# Page text
§ §
SIGNE BURGSTALLER ( Sweden), speaking for the Nordic Countries, said the rule of law was a value which must be continuously articulated and explained. No actor was better placed for that task than the United Nations and it must therefore intensify its work to promote norms and standards. Strengthening the principle’s presence in enforcement, justice and corrections should retain high priority but, above all, the rule of law should be regarded as a principle of governance.
The interdependence between the rule of law and gender equality also should be considered, he said. The fight against impunity for genocide, crimes against humanity and war crimes was at the core of the rule of law. Expressing staunch support for the International Criminal Court and the ad hoc criminal tribunals, he said transitional justice and mediation mechanisms should likewise be considered in the formulation of post-conflict rule-of-law strategies. The International Court of Justice was an underused tool for peaceful conflict resolution. Finally, the Rule of Law Coordination and Resource Group should expand its consultation process to establish links with public and private stakeholders.
JIM MCLAY ( New Zealand) said adherence to the rule of law was fundamental to maintaining international peace and security. There was no graver situation calling for action, in accordance with the rule of law, than that in Syria, where the use of chemical weapons had contravened international law. He condemned the use of such weapons and other violations of international humanitarian law against the people of Syria, and urged working together to ensure an appropriate response. For its part, New Zealand promoted the rule of law in the region and elsewhere through assistance and capacity-building. It also supported the International Criminal Court. Recognizing that dispute resolution and reconciliation was not a one-size-fits-all model, he said that that alternative means of promoting the rule of law could also be effective.
§ §
# Excerpted data
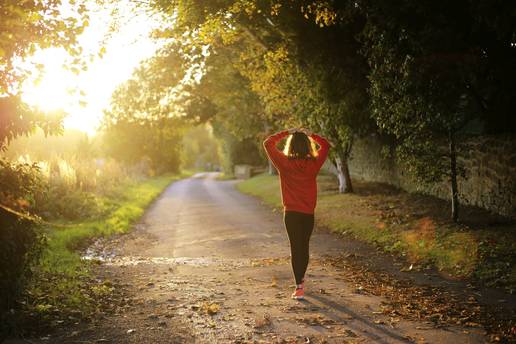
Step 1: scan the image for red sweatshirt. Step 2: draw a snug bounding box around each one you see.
[263,130,330,214]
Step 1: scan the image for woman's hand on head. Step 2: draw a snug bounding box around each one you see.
[299,128,312,136]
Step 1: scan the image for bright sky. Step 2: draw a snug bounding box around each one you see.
[22,1,159,134]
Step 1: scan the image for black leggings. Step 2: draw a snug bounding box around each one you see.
[283,211,314,284]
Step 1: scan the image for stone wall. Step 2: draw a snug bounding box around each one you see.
[326,136,516,217]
§ §
# Goal A
Transcribe the passage from the statements on the rule of law word for word, starting with "The interdependence between" and going on through "and private stakeholders.".
# Goal B
Pick up the statements on the rule of law at the point where they stop, and continue them.
The data plays no part in any of this.

# Expected answer A
The interdependence between the rule of law and gender equality also should be considered, he said. The fight against impunity for genocide, crimes against humanity and war crimes was at the core of the rule of law. Expressing staunch support for the International Criminal Court and the ad hoc criminal tribunals, he said transitional justice and mediation mechanisms should likewise be considered in the formulation of post-conflict rule-of-law strategies. The International Court of Justice was an underused tool for peaceful conflict resolution. Finally, the Rule of Law Coordination and Resource Group should expand its consultation process to establish links with public and private stakeholders.

# Expected answer B
STUERCHLER GONZENBACH ( Switzerland) said it was vital that the Declaration on the rule of law be implemented. He welcomed the consultation process on strengthening the rule of law, launched by the Secretary-General, and the publication of Guidance on contacts with persons who are the subject of arrest warrants or summonses issued by the International Criminal Court. However, he stated regret that the International Court of Justice had not reached its full potential, as it could only entertain disputes if the concerned States had accepted its jurisdiction. Instruments allowing States to recognize the Court’s jurisdiction were not well known or used. As such, Switzerland and others were drafting a document that would present those instruments, as well as template declarations and model clauses for States to accept jurisdiction. It would be published in 2014.
MWABA P. KASESE-BOTA ( Zambia) supported the call to foster the rule of law at the international level, notably vis-à-vis dispute settlement. The rule of law applied equally to all States and international organizations, requiring the strict adherence to the principles of the supremacy of the law, equality before the law and accountability to the law. Zambia’s constitution provided that all persons were equal before the law. Oversight institutions, such as the Human Rights Commission, promoted fairness in the application of the law. The Government was reviewing the constitution and had adopted a policy of zero tolerance towards corruption. At the international level, Zambia contributed troops and other personnel to conflict and post-conflict situations.
ANA CRISTINA RODRÍGUEZ PINEDA (Guatemala), associating with the Non-Aligned Movement and the Community of Latin American and Caribbean States, said the main function of the United Nations was not to create international machinery replacing national structures, but to create national capacities in the realm of justice. The International Commission Against Impunity in Guatemala, created in 2006, had been successful in its responsibilities, including criminal prosecution, technical training and legislation. It served as a model of institutional strengthening that was novel, effective and profound, proving that it was possible to combat impunity.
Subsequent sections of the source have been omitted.